- _Task directions_
Only one stretch of the data below is wanted: the lines starting at the one with "TARGET = white upper cabinet" and ending at the one with "TARGET = small stone", both included, given again exactly.
· · · ·
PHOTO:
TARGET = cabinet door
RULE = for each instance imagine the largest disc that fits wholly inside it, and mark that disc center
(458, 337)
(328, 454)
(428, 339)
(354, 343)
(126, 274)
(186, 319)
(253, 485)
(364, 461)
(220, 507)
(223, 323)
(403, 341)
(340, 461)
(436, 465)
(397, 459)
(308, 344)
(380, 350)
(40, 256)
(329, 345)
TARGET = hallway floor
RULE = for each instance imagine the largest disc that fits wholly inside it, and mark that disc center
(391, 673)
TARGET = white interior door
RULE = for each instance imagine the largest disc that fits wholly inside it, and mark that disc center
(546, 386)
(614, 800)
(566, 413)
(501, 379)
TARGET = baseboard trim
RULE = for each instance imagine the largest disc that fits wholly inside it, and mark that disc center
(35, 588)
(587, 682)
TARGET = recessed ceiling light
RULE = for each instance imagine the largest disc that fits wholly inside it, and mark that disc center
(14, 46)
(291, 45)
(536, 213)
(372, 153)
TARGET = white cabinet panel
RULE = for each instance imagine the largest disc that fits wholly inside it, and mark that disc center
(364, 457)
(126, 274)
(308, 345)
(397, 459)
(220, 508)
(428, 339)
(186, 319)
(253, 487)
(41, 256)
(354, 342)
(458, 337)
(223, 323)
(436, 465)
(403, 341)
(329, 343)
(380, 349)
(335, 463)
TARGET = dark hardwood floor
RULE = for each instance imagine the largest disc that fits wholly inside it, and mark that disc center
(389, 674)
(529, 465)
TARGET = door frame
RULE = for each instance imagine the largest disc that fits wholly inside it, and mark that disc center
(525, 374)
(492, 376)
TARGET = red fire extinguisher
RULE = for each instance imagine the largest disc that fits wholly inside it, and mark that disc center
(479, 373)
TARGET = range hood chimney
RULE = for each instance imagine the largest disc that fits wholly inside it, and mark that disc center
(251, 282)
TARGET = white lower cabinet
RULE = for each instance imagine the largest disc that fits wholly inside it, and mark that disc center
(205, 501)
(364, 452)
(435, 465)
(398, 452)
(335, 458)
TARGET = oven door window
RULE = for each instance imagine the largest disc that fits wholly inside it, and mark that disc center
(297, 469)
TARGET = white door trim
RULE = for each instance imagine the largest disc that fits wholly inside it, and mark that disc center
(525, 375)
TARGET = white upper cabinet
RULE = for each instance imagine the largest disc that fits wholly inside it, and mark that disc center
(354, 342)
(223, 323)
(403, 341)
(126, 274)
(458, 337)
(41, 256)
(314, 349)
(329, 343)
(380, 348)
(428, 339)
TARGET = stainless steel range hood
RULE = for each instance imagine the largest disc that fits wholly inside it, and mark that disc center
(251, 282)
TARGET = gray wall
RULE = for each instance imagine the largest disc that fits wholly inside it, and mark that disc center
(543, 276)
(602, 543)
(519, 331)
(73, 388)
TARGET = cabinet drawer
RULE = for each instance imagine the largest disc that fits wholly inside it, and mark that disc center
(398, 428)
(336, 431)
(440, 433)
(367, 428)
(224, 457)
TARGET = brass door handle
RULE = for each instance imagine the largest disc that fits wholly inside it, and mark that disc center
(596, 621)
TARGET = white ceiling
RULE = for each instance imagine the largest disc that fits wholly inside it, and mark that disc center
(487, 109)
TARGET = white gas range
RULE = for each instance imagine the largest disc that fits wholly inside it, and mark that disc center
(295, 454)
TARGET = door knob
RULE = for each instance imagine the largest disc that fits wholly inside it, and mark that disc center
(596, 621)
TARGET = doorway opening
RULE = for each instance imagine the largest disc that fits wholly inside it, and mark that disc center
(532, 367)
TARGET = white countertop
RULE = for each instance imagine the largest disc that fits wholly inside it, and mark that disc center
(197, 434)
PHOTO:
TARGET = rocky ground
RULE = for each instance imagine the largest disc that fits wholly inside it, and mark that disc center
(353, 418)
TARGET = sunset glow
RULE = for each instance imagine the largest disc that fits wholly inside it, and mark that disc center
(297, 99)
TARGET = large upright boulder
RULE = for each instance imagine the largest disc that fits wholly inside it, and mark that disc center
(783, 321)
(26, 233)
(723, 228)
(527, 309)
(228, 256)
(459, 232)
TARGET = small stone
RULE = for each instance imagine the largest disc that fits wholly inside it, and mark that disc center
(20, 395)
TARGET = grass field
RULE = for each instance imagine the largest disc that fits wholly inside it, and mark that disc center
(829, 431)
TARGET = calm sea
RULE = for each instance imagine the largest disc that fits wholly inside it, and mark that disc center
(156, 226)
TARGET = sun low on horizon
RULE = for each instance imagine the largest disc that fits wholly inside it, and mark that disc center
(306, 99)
· · · ·
- _Solution to this exercise_
TARGET = white upper cabinet
RULE = for each instance imagine the largest disc that fits wholly inside it, and mark that disc center
(354, 342)
(223, 323)
(403, 341)
(126, 274)
(458, 337)
(41, 256)
(314, 349)
(329, 343)
(380, 348)
(428, 339)
TARGET = stainless steel range hood
RULE = for each instance imagine the largest disc that fits wholly inside it, and mark that disc center
(251, 282)
TARGET = gray wall
RULE = for each instance imagine the largest disc that fits wholly inside it, and mark that disc center
(543, 276)
(602, 543)
(519, 331)
(73, 388)
TARGET = cabinet drawer
RULE = for each instance imagine the largest disc that fits wholly inside it, and mark that disc center
(398, 428)
(336, 431)
(440, 433)
(367, 428)
(224, 457)
TARGET = brass door handle
RULE = for each instance imagine the largest disc that fits wholly inside it, and mark that disc center
(596, 621)
TARGET = white ceiling
RULE = for each instance imagine the largest disc that fits wholly inside it, and mark that disc center
(487, 109)
TARGET = white gas range
RULE = for each instance imagine the largest disc that fits wholly inside it, and mark that disc center
(295, 454)
TARGET = door knob
RULE = for each instance imagine the largest disc that fits wholly inside it, and mark that disc center
(596, 621)
TARGET = doorway opening
RULE = for each instance imagine the largest disc that fits wholly inside it, and mark that disc center
(532, 367)
TARGET = white countertop
RULE = for each instance imagine the largest disc that fits wholly inside it, and mark that disc center
(197, 434)
PHOTO:
TARGET = rocky ground
RULE = for each instance imagine the largest disc that fits wholly inside it, and mark that disc center
(353, 418)
TARGET = sunset glow
RULE = for each instance imagine the largest disc that fits wholly inside it, and mark that disc center
(297, 99)
TARGET = large upright boulder
RULE = for each instance imagine the largest disc that fits wholly inside it, and mark that disc center
(783, 321)
(26, 233)
(723, 228)
(527, 309)
(228, 256)
(459, 232)
TARGET = small stone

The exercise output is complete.